Challenges:
**A.** In the campaign passage, explain what Rev. Liz Theoharis says was revealed when she and her co-chair first mapped the poorest communities in the United States. Answer in one to three sentences.
**B.** Answer these questions using the campaign passage:
(i) On what date did the campaign begin its actions?
(ii) What is the theme of the first week?
(iii) Who is Rev. Liz Theoharis's fellow campaign co-chair?
**C.** From the campaign passage, output the text from "The campaign’s first" up to and including "actions shine a spotlight on the problems of women in poverty.", copied word for word.

Passage to read:
--------
The campaign’s first week will shine a spotlight on the problems of women in poverty.

The Poor People's Campaign's first week of nonviolent moral direct actions shine a spotlight on the problems of women in poverty.

The Poor People’s Campaign: A National Call for Moral Revival began six weeks of actions on May 13 in more than 30 state capitals. Each week will have a different theme, with the first week dedicated to raising up “Children, Women, and People with Disabilities in Poverty.”

In a recent interview, Rev. Liz Theoharis explained that when she and fellow campaign co-chair Rev. William Barber II first began developing this initiative, they mapped out the poorest communities in the United States. “Our research revealed that the states with the highest overall poverty rates also had the worst voter suppression and the highest number of women and children in need,” she said.
--------
Listed records:
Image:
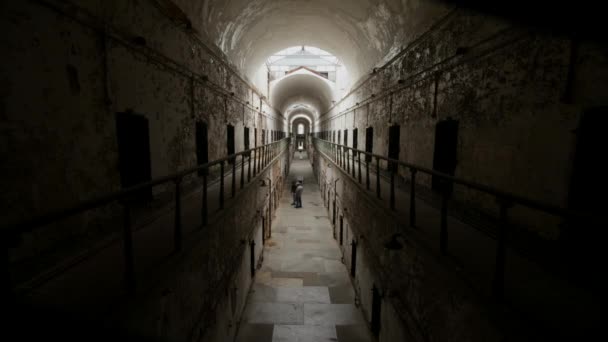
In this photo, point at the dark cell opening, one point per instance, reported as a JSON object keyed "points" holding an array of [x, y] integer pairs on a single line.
{"points": [[133, 136], [394, 135], [444, 158], [369, 143], [202, 146]]}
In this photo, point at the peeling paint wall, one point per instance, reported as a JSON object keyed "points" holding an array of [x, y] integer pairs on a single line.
{"points": [[67, 68], [506, 86]]}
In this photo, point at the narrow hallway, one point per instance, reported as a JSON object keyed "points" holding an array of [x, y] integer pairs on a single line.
{"points": [[302, 292]]}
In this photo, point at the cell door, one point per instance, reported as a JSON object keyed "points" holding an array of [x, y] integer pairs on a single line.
{"points": [[341, 230], [133, 135], [586, 239], [444, 158], [369, 143], [394, 136], [246, 137], [202, 146], [376, 310], [230, 141]]}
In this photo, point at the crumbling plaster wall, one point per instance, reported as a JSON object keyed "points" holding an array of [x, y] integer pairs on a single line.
{"points": [[508, 88]]}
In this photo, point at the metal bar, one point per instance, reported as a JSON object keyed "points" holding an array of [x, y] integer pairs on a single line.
{"points": [[501, 249], [252, 249], [242, 171], [222, 185], [128, 251], [443, 238], [177, 232], [392, 197], [233, 189], [378, 177], [413, 198], [255, 162], [359, 165], [205, 208], [367, 176], [249, 169], [8, 294]]}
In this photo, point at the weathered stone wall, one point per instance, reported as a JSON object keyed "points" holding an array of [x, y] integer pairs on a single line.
{"points": [[423, 298], [200, 295], [511, 91], [68, 67]]}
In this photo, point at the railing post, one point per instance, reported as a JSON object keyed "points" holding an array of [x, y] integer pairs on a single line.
{"points": [[367, 175], [7, 284], [413, 198], [252, 254], [498, 288], [359, 166], [222, 185], [242, 171], [392, 197], [177, 232], [443, 239], [378, 177], [249, 168], [128, 251], [256, 161], [204, 209]]}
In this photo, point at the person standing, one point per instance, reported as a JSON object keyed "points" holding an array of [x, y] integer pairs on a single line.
{"points": [[299, 190], [294, 186]]}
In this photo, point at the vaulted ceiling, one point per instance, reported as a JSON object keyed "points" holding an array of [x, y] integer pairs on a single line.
{"points": [[359, 32]]}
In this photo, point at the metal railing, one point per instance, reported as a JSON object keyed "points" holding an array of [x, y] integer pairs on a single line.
{"points": [[351, 163], [255, 160]]}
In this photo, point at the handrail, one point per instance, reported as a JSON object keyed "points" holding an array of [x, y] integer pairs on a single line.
{"points": [[535, 204], [263, 156], [340, 156], [48, 218]]}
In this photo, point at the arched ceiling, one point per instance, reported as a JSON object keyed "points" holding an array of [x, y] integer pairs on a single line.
{"points": [[312, 93], [359, 32]]}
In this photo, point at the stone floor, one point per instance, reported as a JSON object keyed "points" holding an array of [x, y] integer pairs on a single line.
{"points": [[303, 291]]}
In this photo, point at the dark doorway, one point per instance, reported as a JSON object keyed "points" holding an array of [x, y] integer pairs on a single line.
{"points": [[252, 255], [586, 238], [444, 158], [369, 143], [353, 259], [133, 135], [341, 230], [376, 310], [394, 135], [230, 141], [202, 143]]}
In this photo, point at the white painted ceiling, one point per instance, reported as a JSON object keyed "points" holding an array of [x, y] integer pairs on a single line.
--------
Responses per task:
**A.** According to Rev. Liz Theoharis, the mapping showed that the states with the highest overall poverty rates also had the worst voter suppression. Those same states also had the highest number of women and children in need.

**B.**
(i) May 13
(ii) "Children, Women, and People with Disabilities in Poverty"
(iii) Rev. William Barber II

**C.**
The campaign’s first week will shine a spotlight on the problems of women in poverty.

The Poor People's Campaign's first week of nonviolent moral direct actions shine a spotlight on the problems of women in poverty.